[Stored items]
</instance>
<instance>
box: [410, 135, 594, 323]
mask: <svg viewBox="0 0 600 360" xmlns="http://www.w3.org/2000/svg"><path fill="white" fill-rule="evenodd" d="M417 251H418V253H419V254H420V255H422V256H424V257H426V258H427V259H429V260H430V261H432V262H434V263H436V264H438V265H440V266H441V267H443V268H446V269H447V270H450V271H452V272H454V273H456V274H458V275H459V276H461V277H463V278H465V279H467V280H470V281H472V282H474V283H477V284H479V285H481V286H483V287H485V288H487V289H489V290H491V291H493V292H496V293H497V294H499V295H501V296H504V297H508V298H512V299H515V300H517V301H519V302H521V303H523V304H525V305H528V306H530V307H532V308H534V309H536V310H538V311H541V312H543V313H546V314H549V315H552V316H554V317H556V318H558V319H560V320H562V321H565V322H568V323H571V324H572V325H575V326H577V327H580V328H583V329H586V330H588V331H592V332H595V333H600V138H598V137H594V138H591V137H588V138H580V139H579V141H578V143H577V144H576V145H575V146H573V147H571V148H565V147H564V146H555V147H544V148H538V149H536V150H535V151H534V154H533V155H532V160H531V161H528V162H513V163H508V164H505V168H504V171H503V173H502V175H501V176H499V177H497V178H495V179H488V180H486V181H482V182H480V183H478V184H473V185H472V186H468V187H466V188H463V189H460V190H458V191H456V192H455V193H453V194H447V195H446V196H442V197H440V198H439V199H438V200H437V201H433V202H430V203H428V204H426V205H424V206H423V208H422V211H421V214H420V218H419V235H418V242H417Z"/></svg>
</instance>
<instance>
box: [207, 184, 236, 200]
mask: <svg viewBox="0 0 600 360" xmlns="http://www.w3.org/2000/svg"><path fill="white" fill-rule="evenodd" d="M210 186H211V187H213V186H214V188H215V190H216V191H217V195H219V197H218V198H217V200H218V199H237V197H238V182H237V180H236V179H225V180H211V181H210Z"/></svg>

* _To do_: Every record above is to be given again precisely.

* _Answer_:
</instance>
<instance>
box: [410, 135, 594, 323]
mask: <svg viewBox="0 0 600 360" xmlns="http://www.w3.org/2000/svg"><path fill="white" fill-rule="evenodd" d="M417 251H418V253H419V254H420V255H422V256H424V257H426V258H427V259H429V260H430V261H432V262H434V263H436V264H438V265H440V266H441V267H443V268H446V269H447V270H450V271H452V272H454V273H456V274H458V275H459V276H461V277H463V278H465V279H467V280H470V281H472V282H474V283H477V284H479V285H481V286H483V287H485V288H487V289H489V290H491V291H493V292H496V293H497V294H499V295H501V296H504V297H508V298H512V299H515V300H517V301H519V302H521V303H523V304H525V305H528V306H530V307H532V308H534V309H536V310H538V311H541V312H543V313H546V314H549V315H552V316H554V317H556V318H558V319H560V320H562V321H565V322H568V323H571V324H572V325H575V326H577V327H580V328H583V329H586V330H588V331H592V332H595V333H600V138H598V137H594V138H591V137H588V138H580V139H579V141H578V143H577V144H576V145H575V146H573V147H571V148H565V147H564V146H555V147H544V148H538V149H536V150H535V151H534V154H533V155H532V160H531V161H528V162H513V163H508V164H505V168H504V171H503V173H502V175H501V176H499V177H497V178H495V179H488V180H486V181H482V182H480V183H478V184H473V185H472V186H468V187H466V188H463V189H460V190H458V191H456V192H455V193H453V194H447V195H446V196H442V197H440V198H439V199H438V200H437V201H433V202H430V203H428V204H426V205H424V206H423V208H422V211H421V214H420V218H419V235H418V242H417Z"/></svg>
</instance>
<instance>
box: [207, 184, 236, 200]
mask: <svg viewBox="0 0 600 360" xmlns="http://www.w3.org/2000/svg"><path fill="white" fill-rule="evenodd" d="M210 186H211V187H213V186H214V188H215V190H216V191H217V195H219V197H218V198H217V200H218V199H237V197H238V182H237V180H236V179H225V180H211V181H210Z"/></svg>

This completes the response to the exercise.